** start of Source records **

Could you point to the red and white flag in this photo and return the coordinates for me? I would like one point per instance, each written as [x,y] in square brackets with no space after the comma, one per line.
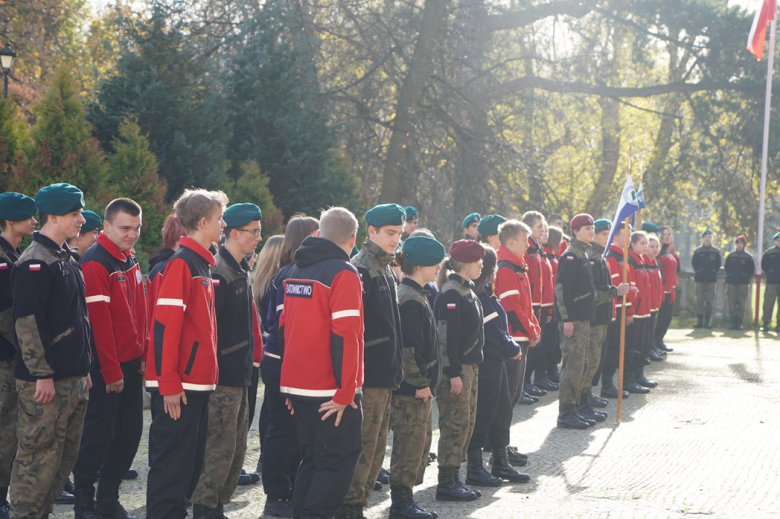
[764,17]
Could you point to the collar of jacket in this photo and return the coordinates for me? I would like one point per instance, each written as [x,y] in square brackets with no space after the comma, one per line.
[375,251]
[504,254]
[11,251]
[231,261]
[579,246]
[61,251]
[198,249]
[111,247]
[460,279]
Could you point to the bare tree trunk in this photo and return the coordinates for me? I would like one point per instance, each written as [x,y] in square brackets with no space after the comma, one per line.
[397,171]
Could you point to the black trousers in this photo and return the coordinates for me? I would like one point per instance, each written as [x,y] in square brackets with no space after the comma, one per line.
[281,452]
[665,315]
[494,407]
[176,452]
[329,455]
[112,428]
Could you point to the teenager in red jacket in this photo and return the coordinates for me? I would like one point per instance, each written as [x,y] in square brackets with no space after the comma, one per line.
[670,266]
[514,292]
[117,312]
[637,335]
[321,342]
[181,370]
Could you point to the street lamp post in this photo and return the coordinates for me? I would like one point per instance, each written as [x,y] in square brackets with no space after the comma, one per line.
[7,56]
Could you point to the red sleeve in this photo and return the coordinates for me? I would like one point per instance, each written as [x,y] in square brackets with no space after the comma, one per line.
[172,299]
[346,306]
[98,291]
[512,297]
[258,336]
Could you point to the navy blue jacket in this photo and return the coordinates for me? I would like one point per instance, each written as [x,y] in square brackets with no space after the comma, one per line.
[498,343]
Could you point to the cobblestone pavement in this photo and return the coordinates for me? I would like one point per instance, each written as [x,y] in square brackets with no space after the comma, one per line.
[704,443]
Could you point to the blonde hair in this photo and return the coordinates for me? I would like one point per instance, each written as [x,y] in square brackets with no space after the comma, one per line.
[195,204]
[266,267]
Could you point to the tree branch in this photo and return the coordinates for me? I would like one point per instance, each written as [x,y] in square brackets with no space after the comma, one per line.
[578,87]
[524,17]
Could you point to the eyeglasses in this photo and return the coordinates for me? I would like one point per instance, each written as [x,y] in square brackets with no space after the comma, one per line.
[255,232]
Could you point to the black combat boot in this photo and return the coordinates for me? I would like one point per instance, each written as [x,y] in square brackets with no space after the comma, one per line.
[84,507]
[476,474]
[277,506]
[568,419]
[108,505]
[450,489]
[501,468]
[403,505]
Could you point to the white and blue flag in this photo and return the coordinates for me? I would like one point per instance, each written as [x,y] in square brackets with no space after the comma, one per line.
[628,205]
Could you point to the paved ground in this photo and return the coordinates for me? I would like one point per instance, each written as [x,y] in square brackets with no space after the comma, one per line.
[704,443]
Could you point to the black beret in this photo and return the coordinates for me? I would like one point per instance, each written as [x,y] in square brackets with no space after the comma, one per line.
[16,207]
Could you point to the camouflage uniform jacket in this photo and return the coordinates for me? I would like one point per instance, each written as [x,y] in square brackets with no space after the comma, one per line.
[382,335]
[50,313]
[8,256]
[421,354]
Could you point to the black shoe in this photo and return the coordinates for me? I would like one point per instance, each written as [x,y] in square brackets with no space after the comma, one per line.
[384,476]
[587,414]
[611,392]
[403,505]
[277,506]
[65,498]
[546,384]
[633,387]
[644,382]
[532,390]
[570,421]
[107,503]
[450,489]
[476,473]
[131,474]
[597,402]
[654,356]
[527,400]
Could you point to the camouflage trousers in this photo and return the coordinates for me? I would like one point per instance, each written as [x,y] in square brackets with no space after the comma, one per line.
[596,335]
[49,436]
[376,422]
[8,412]
[226,446]
[575,362]
[457,416]
[412,437]
[737,295]
[705,297]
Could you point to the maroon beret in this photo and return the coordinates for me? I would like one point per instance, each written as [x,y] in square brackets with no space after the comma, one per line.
[467,251]
[581,220]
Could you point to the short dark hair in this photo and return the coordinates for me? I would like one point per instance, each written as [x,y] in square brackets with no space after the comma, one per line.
[121,205]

** end of Source records **

#### Set exercise:
Each record above should come back exactly the same, only without its pictures.

#### Correct response:
Could you point to the red and white flag in this photo and return the coordinates for me? I would like one point per instance, each written as [x,y] in square brackets with no space after the comma, one per line.
[764,17]
Could you point to the collar of jacket in this photo and return the coordinates for me? I would like one point per instance, each written as [x,y] in square brackets with no space after the comma, one per line.
[375,251]
[504,254]
[11,251]
[231,261]
[579,246]
[61,251]
[198,249]
[111,247]
[460,279]
Could you point to the bare tree trunk in this photo and return the coordinates for me? I would like one point per instance, each written as [x,y] in square brackets with no space after the comma, one per line.
[397,171]
Could you point to the black trousers in this photo and return the coordinates for me? I would like one point per instance, each written as [x,y] in square brackets with no space after the comma, one per line.
[281,452]
[665,315]
[494,407]
[176,452]
[329,455]
[112,428]
Could you point to the teenager in red jacket in this photo and return the coordinates for me? I would like one point per instance, each written as [x,y] in square brackets with no space after the comma, one per line.
[670,266]
[514,292]
[117,312]
[637,335]
[321,342]
[181,370]
Could you point to the street lamp post in this photo and return the coordinates for me? I would like one point per instance, each written as [x,y] in square brackets with no space after the comma, one per line.
[7,56]
Could you point to the red sleeve in this photo and return the coordinates for me? I would like one point per instance, each written as [x,y] in square brackets with no space after the comma, one per line.
[172,299]
[346,306]
[98,291]
[512,297]
[258,336]
Could you point to the navy blue jacket in this photo and return the coordinates for me? I would like one point per instance, each written as [x,y] in square brackets with no space after the comma, one per line.
[498,343]
Could you point to the cobblestone pavement in this photo and return the coordinates for me? I would like one point per instance, each written as [x,y] in square brackets with no space after the comma, one per line.
[704,443]
Could you point to the blonde hair in this photo and return the coordinates for me? I would like one point per instance, each written as [x,y] in square brackets with no space after the comma, one per line.
[195,204]
[266,267]
Could you point to the tree branch in this photo and return the coordinates for me? I would like one point per instance, each written as [x,y] in square brackets with no space after the comma, one per line.
[578,87]
[524,17]
Could you point to the eyeglasses in this photo and return the coordinates for me? I would like one point per instance, each written as [x,y] in square brackets with no space after the comma, one per line.
[255,232]
Could you point to the black combat boot in this photo and return the coordinates for me? I would like one point per instance, each written as [x,y] in square brackets with no space after the comma, one per line.
[84,507]
[476,474]
[277,506]
[568,419]
[108,505]
[450,489]
[501,468]
[403,505]
Could you point to the white and blue flag in this photo and return the coordinates for me? I would like one point per instance, each written as [x,y] in square brackets with no space after the comma, one per line.
[628,205]
Could you point to the paved ground in this photo and return the coordinates for me? I would like one point per instance, each written as [x,y] in square brackets with no space after the comma, one per line.
[704,443]
Could you point to the black beret in this photo and return the coordinates for me? I would like one point per instance, each written as [x,y] in square brackets with no space after the comma, one per line.
[16,207]
Could you point to the camouflage uniform jacket in this photo and return the coordinates for me? I would like one point per instance, each written as [x,y] in square brackets with no space after the comma, one per line.
[382,335]
[50,313]
[8,256]
[421,354]
Could you point to the black shoe in this photo and return the coordinates for me? I would like one point per instance, each written as [x,y] in square brackets with no space after the comma, one per line.
[384,476]
[587,414]
[611,392]
[403,505]
[277,506]
[65,498]
[546,384]
[633,387]
[644,382]
[532,390]
[570,421]
[107,503]
[450,489]
[476,473]
[131,474]
[597,402]
[654,356]
[527,400]
Could you point to the camouflage trousers in this photo and return the coordinates for me? I would like one point per instance, each written as [x,y] in square brackets with no space after the comma, one per line.
[596,335]
[49,436]
[376,422]
[8,412]
[226,446]
[575,362]
[457,416]
[412,437]
[737,295]
[705,297]
Could you point to the maroon beret in this photo and return the coordinates for me? I would like one point per instance, each written as [x,y] in square brackets with no space after the comma, one per line.
[467,251]
[581,220]
Could you point to the short dark hair in this photo and return the coordinates for me? I would like one point per instance, each written as [x,y] in square brackets with no space after the comma, one per line.
[121,205]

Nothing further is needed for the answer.